Text to read
* * * * *

Ukraine war exposes cracks in US ties to Middle East allies

The UAE and Saudi Arabia are pursuing their own interests, analysts say, as the US urges a united front against Russia’s Putin.

A Ukrainian service member walks in a destroyed village on the front line in the east Kyiv region of Ukraine on March 21, 2022 [File: Gleb Garanich/Reuters]
With Russia’s invasion of Ukraine dominating discussions around the world, the Biden administration has been promoting global unity against what it calls Russian President Vladimir Putin’s “war of choice”.

But despite those efforts, the conflict has highlighted cracks in some of the United States’ most prominent alliances in the Middle East, notably with the United Arab Emirates (UAE) and Saudi Arabia.

The latest manifestation of this apparent rift came last week when the UAE hosted Syrian President Bashar al-Assad despite repeated warnings from Washington against normalising ties with the government in Damascus. It was Assad’s first visit to an Arab country since the Syrian civil war broke out in 2011, and it came weeks after the Syrian president expressed full support for the Russian invasion of Ukraine.

* * * * *

Dataset section
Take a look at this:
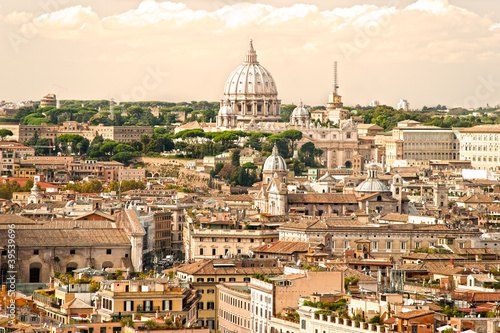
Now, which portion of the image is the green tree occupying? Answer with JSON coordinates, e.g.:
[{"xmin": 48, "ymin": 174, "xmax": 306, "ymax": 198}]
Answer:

* * * * *

Actions to take
- A) Please extract the passage of the article on US ties to Middle East allies from "Ukraine war exposes" up to and including "and Saudi Arabia.".
- B) Write what comes next in the article on US ties to Middle East allies, picking up after its final sentence.

Results for each task
- A)
Ukraine war exposes cracks in US ties to Middle East allies

The UAE and Saudi Arabia are pursuing their own interests, analysts say, as the US urges a united front against Russia’s Putin.

A Ukrainian service member walks in a destroyed village on the front line in the east Kyiv region of Ukraine on March 21, 2022 [File: Gleb Garanich/Reuters]
With Russia’s invasion of Ukraine dominating discussions around the world, the Biden administration has been promoting global unity against what it calls Russian President Vladimir Putin’s “war of choice”.

But despite those efforts, the conflict has highlighted cracks in some of the United States’ most prominent alliances in the Middle East, notably with the United Arab Emirates (UAE) and Saudi Arabia.

- B)
“Assad coming to the UAE, shortly after the Gulf Arab country voted to abstain from a UN Security Council resolution condemning the Russian invasion of Ukraine last month, tells us that the Emiratis are very serious about asserting their autonomy from the United States,” said Giorgio Cafiero, CEO of Gulf State Analytics, a Washington, DC-based geopolitical risk consultancy.

Abu Dhabi’s abstention last month from the US-backed United Nations Security Council proposal on Ukraine was followed by anonymously-sourced media reports alleging that Saudi and Emirati leaders rebuffed calls from US President Joe Biden. And last week, the Wall Street Journal reported that Saudi Arabia is in talks with China to ditch the US dollar in favour of the yuan to conduct oil transactions with Beijing.

The UAE and Saudi Arabia appear to be sending a message to the US, Kristian Coates Ulrichsen, a Middle East fellow at Rice University’s Baker Institute for Public Policy, told Al Jazeera: “‘We’re going to act upon our interests and not what you think our interests are.’”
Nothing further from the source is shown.